EXERCISE OBJECTIVE - Repeat all of the following lines verbatim, leaving out the pictures.

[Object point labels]
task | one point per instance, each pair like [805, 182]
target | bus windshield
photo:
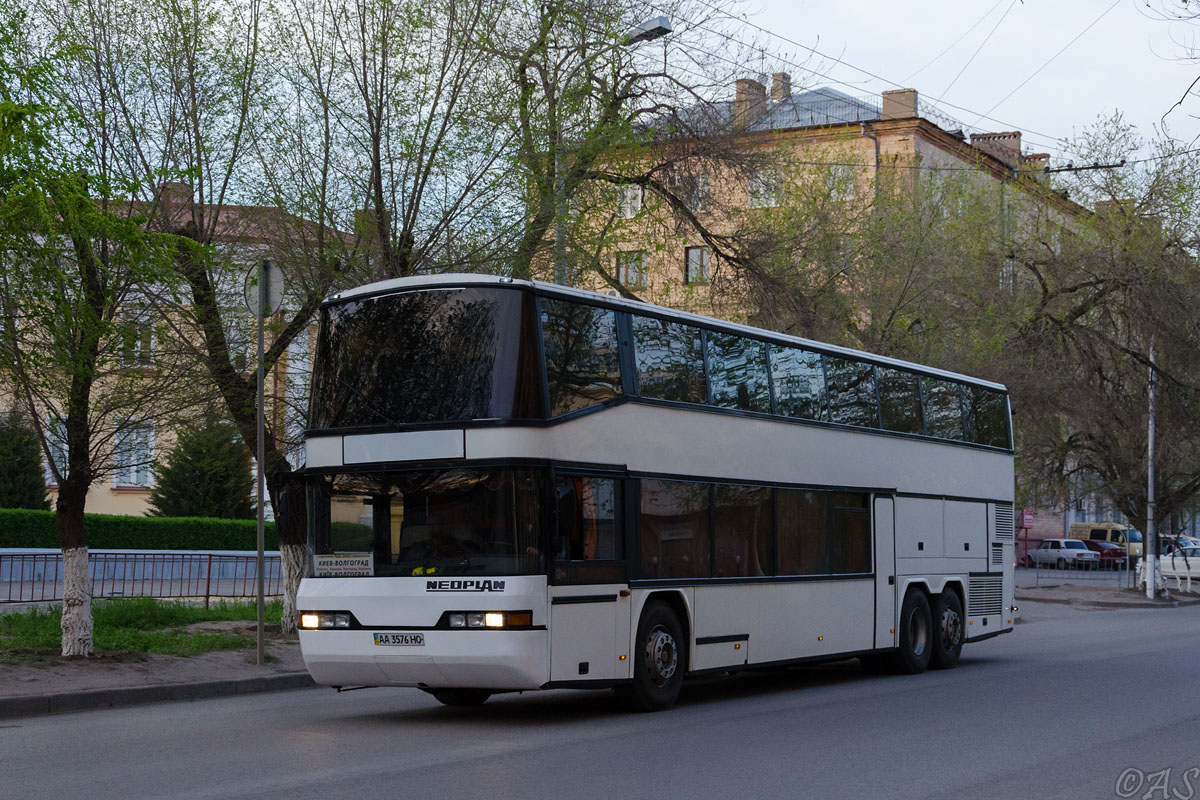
[457, 522]
[426, 356]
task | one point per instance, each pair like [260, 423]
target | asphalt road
[1061, 708]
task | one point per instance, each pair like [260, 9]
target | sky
[1121, 61]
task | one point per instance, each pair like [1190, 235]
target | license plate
[401, 639]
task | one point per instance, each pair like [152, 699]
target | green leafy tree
[207, 474]
[22, 481]
[69, 266]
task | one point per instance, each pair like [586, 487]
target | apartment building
[850, 146]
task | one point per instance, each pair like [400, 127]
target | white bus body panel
[483, 659]
[588, 638]
[886, 612]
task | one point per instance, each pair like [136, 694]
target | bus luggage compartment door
[588, 633]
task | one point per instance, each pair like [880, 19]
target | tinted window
[459, 522]
[799, 383]
[851, 535]
[990, 413]
[737, 370]
[426, 356]
[587, 528]
[803, 537]
[743, 516]
[852, 392]
[670, 360]
[943, 408]
[582, 358]
[899, 400]
[675, 529]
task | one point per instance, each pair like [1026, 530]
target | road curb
[1110, 603]
[108, 698]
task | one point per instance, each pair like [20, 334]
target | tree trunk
[291, 524]
[76, 587]
[295, 565]
[76, 603]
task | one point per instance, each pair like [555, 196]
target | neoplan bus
[517, 486]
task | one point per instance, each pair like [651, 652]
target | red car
[1113, 557]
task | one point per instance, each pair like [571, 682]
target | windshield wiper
[366, 402]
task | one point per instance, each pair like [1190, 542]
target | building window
[840, 181]
[766, 188]
[137, 340]
[629, 202]
[696, 264]
[133, 453]
[631, 269]
[693, 190]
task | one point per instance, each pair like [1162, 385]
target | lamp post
[263, 294]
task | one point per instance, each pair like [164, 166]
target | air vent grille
[1002, 522]
[984, 596]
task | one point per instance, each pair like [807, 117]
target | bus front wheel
[916, 635]
[659, 660]
[460, 696]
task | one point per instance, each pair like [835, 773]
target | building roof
[803, 109]
[815, 107]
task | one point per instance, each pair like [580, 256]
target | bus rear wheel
[460, 696]
[916, 635]
[947, 631]
[659, 661]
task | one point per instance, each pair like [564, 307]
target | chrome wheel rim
[661, 656]
[918, 633]
[952, 629]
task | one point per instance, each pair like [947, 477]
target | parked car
[1062, 553]
[1108, 531]
[1168, 545]
[1113, 557]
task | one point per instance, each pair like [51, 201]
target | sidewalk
[1102, 596]
[58, 685]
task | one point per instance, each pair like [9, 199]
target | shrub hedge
[22, 528]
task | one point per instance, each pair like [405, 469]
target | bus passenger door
[589, 601]
[885, 573]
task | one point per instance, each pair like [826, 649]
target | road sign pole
[262, 449]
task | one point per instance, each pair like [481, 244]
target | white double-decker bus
[517, 486]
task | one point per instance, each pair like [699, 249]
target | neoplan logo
[463, 585]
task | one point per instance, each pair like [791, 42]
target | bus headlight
[313, 620]
[489, 619]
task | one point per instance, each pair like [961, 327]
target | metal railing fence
[37, 577]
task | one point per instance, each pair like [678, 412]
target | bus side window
[587, 528]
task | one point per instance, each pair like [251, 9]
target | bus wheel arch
[949, 626]
[660, 654]
[916, 629]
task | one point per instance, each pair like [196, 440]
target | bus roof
[624, 304]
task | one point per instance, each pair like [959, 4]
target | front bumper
[499, 660]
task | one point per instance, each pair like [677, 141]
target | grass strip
[135, 625]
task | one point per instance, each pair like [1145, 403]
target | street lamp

SOLUTION FOR THIS EXERCISE -
task | one point per instance, each pair like [805, 182]
target | bus windshield
photo:
[457, 522]
[426, 356]
task | one point per instance, each pair like [260, 423]
target | asphalt road
[1061, 708]
task | one point per instance, each pair like [260, 9]
target | sky
[1121, 61]
task | one point per instance, each pair like [1190, 235]
target | license plate
[401, 639]
task | one point per instance, each pair like [152, 699]
target | green leafy tree
[207, 474]
[22, 481]
[69, 266]
task | one point per instance, each pair like [586, 487]
target | apartment building
[850, 146]
task | one point per instance, each pair like [400, 127]
target | white bus body panel
[483, 659]
[588, 638]
[886, 612]
task | one point per instance, each pair like [136, 694]
target | bus luggage compartment door
[588, 633]
task | one point per instance, each pair like [880, 19]
target | tinted window
[459, 522]
[799, 383]
[851, 535]
[990, 413]
[737, 370]
[426, 356]
[587, 528]
[803, 537]
[743, 516]
[852, 392]
[670, 360]
[943, 408]
[582, 358]
[899, 400]
[675, 529]
task | one point per instance, each pair like [1026, 530]
target | road curb
[1110, 603]
[108, 698]
task | one point per instance, each pair like [20, 334]
target | tree trunk
[291, 524]
[76, 587]
[295, 565]
[76, 603]
task | one point per instance, each pair like [555, 196]
target | neoplan bus
[517, 486]
task | one point per instance, each pair like [651, 652]
target | red car
[1113, 557]
task | one point per instance, each pair like [571, 682]
target | windshield wiper
[366, 402]
task | one point per instance, each pair like [1190, 542]
target | building window
[840, 181]
[766, 188]
[137, 340]
[629, 202]
[696, 264]
[133, 453]
[631, 269]
[693, 190]
task | one point per instance, each pair like [1162, 385]
target | lamp post
[263, 294]
task | one point per instance, each pair like [164, 166]
target | air vent grille
[1002, 522]
[984, 596]
task | one point per instance, each pair like [807, 117]
target | bus front wheel
[916, 635]
[659, 660]
[460, 696]
task | one point per instance, each pair like [835, 773]
target | building roof
[803, 109]
[815, 107]
task | one point per instance, each pair like [580, 256]
target | bus rear wheel
[460, 696]
[916, 635]
[947, 631]
[659, 661]
task | one point per instance, each pair like [564, 307]
target | chrome wheel rim
[661, 656]
[918, 633]
[952, 629]
task | one point per instance, each pair like [947, 477]
target | parked car
[1062, 553]
[1108, 531]
[1168, 545]
[1113, 557]
task | one point per instance, each pair like [51, 201]
target | sidewalk
[1102, 596]
[58, 685]
task | one point per instance, each pair like [9, 199]
target | shrub hedge
[22, 528]
task | one point per instance, each pair like [405, 469]
target | bus passenger door
[589, 601]
[885, 573]
task | one point per instance, each pair like [826, 649]
target | road sign pole
[262, 449]
task | one point per instance, each pair like [481, 244]
target | white double-decker bus
[517, 486]
task | one point per instance, each pair like [699, 249]
target | neoplan logo
[463, 585]
task | one point per instance, each pair like [791, 42]
target | bus headlight
[313, 620]
[489, 619]
task | one point per instance, each pair like [961, 327]
target | metal railing fence
[37, 577]
task | one point per instance, each pair like [678, 412]
target | bus side window
[587, 528]
task | one point per instance, each pair like [251, 9]
target | bus wheel arch
[949, 626]
[660, 654]
[916, 629]
task | one point per instance, each pair like [196, 440]
target | bus roof
[624, 304]
task | one point per instance, each pair like [959, 4]
target | front bumper
[499, 660]
task | one point per instance, each pair like [677, 141]
target | grass strip
[135, 625]
task | one point per instance, each pair like [1145, 403]
target | street lamp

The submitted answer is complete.